この場合はポンプ5より延長している液導入用チューブ5A が内容物を吸い上げることができなくなったとき、残量が比較的多くなる。従って、容器本体に内容物を入れキャップをした化粧料製品を交換用として提供すると経済性が悪いので、容器本体を載置場所すなわち容器取付部材9に固定した状態で、ポンプ5を外して開口部3B より内容物を補充する補充方法を採用するのが好ましい。この方法によらないときは早めの補充を必要とする。
【0047】
対して、固定用ねじ24A を雌ねじとしつつも図7のごとく容器本体22の外部に突出する突起24に設けたものは、図4に記載の実施態様と同様にポンプより延びた内容物を吸い上げるための液導入用チューブ5Aの液導入端5Bを、下方突起の内部24B に至らせることが出来るので、内容物がほぼ無くなるまで吐出できる。
····················
■ 設問:
化粧料容器についての本文から、次の一文を英語に訳しなさい。「この場合はポンプ5より延長している液導入用チューブ5A が内容物を吸い上げることができなくなったとき、残量が比較的多くなる。」 本文に書かれていることだけを手がかりにすること。

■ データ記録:
····················
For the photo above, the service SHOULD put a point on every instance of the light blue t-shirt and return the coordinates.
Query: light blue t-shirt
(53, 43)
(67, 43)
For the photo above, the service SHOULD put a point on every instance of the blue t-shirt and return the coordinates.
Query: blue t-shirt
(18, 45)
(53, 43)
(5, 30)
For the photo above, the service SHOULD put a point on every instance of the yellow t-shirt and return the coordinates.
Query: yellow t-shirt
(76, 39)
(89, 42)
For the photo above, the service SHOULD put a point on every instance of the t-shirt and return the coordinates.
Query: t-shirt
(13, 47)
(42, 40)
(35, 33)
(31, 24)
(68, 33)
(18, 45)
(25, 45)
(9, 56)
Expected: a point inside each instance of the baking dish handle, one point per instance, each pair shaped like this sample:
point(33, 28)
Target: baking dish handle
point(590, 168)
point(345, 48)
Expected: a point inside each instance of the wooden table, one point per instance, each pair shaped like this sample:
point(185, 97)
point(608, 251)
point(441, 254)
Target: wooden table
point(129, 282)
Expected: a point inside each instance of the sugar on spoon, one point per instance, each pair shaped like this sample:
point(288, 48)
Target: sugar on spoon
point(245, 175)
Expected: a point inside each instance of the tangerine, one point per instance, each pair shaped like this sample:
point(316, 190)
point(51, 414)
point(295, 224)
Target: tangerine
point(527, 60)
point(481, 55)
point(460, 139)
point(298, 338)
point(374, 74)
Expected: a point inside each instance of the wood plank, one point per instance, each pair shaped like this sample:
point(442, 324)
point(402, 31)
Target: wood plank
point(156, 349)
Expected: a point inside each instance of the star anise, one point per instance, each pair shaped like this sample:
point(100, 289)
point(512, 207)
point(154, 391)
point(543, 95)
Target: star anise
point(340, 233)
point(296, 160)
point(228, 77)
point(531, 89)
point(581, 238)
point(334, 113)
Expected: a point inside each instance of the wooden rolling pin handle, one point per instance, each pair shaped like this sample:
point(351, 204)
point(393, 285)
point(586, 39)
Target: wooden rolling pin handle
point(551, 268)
····················
■ 解答:
In this case, when the liquid intake tube 5A extending from the pump 5 can no longer draw up the contents, a relatively large amount remains.